Return the section of the email thread about Drill on MapR between "Regarding (1), something" and "using another ticket.", inclusive, copied word for word.

Given passage>
+ + + + +

Alex,

Obviously I don't want this conversation to sound too much like a vendor 
conversation but I do want to be helpful. If folks think this is too vendor 
specific I'm happy to take the conversation off list but others that are using 
Drill on MapR might benefit here as well.

This is helpful. Let me take the easy question first. (2) is not working 
because the POSIX client is not designed to work with constrained impersonation 
tickets. This is a case of works as design. There is an internal enhancement 
bug to address that for the FUSE version of the POSIX client. If support isn't 
familiar, please tell them to look at internal bugzilla bug #31117. If there is 
further confusion, please ask them to talk to me.

Regarding (1), something isn't quite right here. In your generateticket command 
you should not need to specify the -impersonateduids as that is saying that the 
ticket can impersonate the user N which seems unrelated to your needs. The 
-impersonatedgids K seems like the right thing to specify. After you ran that 
command did you look at the output of maprlogin print to ensure the ticket 
looks correct? More importantly are you sure Drill is actually using that 
ticket? Given the behavior described I suspect Drill is using another ticket. 
How did you configure Drill to use this ticket? My suspicion is that Drill is 
still using the 'mapr' ticket in /opt/mapr/conf/mapruserticket.

Keys
_______________________________
Keys Botzum 
MapR Technologies 
http://www.mapr.com

> On Aug 21, 2018, at 12:45 PM, Oleksandr Kalinin <[email protected]> wrote:
> 
> Hi Keys,
> 
> Assume we want to :
> - Run Drill cluster on YARN as user 'foo' (UID = N)

+ + + + +

Record excerpts>
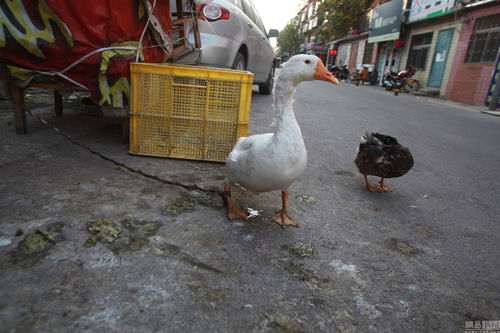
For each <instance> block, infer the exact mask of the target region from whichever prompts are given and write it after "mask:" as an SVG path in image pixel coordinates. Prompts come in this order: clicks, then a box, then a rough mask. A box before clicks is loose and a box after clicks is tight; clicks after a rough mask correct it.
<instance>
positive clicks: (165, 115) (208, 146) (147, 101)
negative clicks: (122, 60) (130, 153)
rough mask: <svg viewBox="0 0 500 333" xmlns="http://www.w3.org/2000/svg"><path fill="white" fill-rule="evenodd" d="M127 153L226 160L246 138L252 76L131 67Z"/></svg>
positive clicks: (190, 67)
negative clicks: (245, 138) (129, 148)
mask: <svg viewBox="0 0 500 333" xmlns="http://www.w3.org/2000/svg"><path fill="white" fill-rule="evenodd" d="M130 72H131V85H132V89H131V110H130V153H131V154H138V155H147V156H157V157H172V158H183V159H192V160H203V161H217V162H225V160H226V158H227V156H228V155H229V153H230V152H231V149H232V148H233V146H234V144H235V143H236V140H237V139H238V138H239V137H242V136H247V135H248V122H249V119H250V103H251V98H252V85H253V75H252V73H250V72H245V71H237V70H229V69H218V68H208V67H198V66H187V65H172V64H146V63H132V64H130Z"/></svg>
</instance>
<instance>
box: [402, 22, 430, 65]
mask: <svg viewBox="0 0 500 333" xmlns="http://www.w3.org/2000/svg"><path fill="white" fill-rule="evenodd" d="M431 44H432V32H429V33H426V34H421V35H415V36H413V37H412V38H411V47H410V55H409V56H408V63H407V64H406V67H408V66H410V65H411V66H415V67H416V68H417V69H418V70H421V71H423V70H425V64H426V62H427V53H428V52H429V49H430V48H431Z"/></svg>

+ + + + +

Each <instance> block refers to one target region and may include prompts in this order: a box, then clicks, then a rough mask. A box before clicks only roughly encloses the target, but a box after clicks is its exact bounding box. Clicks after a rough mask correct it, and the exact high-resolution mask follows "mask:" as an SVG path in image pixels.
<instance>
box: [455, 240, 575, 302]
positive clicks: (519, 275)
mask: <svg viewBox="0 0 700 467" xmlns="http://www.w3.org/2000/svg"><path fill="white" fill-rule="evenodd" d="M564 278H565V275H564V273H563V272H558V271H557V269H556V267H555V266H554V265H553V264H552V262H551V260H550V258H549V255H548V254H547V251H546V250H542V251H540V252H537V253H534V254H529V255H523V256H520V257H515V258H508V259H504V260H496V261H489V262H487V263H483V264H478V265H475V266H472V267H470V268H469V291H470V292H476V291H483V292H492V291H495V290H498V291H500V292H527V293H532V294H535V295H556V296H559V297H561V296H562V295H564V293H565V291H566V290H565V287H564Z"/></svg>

+ + + + +

Expected answer>
Regarding (1), something isn't quite right here. In your generateticket command 
you should not need to specify the -impersonateduids as that is saying that the 
ticket can impersonate the user N which seems unrelated to your needs. The 
-impersonatedgids K seems like the right thing to specify. After you ran that 
command did you look at the output of maprlogin print to ensure the ticket 
looks correct? More importantly are you sure Drill is actually using that 
ticket? Given the behavior described I suspect Drill is using another ticket.